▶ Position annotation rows
------------------------

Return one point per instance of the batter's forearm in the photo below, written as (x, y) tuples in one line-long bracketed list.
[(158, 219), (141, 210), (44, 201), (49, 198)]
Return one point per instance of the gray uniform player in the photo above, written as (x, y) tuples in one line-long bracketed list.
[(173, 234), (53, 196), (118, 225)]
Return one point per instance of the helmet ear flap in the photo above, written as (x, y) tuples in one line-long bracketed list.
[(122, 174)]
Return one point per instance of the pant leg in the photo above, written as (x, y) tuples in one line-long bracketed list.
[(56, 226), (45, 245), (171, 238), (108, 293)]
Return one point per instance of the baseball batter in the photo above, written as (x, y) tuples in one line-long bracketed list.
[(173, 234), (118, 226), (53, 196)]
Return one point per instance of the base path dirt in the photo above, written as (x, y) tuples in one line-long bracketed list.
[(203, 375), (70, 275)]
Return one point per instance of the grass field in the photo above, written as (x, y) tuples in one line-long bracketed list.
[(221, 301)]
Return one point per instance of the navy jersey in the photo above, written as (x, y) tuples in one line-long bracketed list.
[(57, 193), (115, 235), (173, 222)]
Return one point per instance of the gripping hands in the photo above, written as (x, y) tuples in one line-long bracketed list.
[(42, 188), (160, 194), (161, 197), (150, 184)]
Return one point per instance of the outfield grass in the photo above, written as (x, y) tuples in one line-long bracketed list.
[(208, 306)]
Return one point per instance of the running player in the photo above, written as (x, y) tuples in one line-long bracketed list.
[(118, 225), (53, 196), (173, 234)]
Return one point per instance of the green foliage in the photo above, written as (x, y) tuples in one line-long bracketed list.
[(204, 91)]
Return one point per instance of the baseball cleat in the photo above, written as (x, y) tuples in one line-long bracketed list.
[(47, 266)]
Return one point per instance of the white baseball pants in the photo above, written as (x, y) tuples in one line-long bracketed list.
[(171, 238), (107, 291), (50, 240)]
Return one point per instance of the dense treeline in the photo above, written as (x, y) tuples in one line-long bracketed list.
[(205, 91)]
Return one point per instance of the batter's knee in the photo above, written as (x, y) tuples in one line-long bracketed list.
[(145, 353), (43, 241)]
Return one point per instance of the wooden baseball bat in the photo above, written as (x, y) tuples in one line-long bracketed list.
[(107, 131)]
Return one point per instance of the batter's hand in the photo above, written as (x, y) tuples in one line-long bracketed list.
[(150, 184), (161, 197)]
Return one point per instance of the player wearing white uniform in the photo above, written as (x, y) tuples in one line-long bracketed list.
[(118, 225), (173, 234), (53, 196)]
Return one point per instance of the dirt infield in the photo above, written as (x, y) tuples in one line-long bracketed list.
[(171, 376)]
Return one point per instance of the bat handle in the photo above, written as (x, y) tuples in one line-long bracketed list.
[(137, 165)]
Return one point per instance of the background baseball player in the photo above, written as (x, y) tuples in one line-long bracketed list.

------------------------

▶ Aim of the exercise
Rewrite the rows starting at the first one and ending at the line that contains "[(173, 234), (53, 196), (118, 225)]", replacing "tuples" with "pairs" and changing nothing else.

▶ Response below
Return one point per instance of the batter's forearm in the photo below, written as (x, y) pairs in one line-long bracketed list.
[(158, 219), (141, 210), (44, 201), (49, 198)]
Return one point per instance of the gray uniform player in the photo above, written as (x, y) pairs in one line-long bracketed list.
[(173, 234), (53, 196), (118, 225)]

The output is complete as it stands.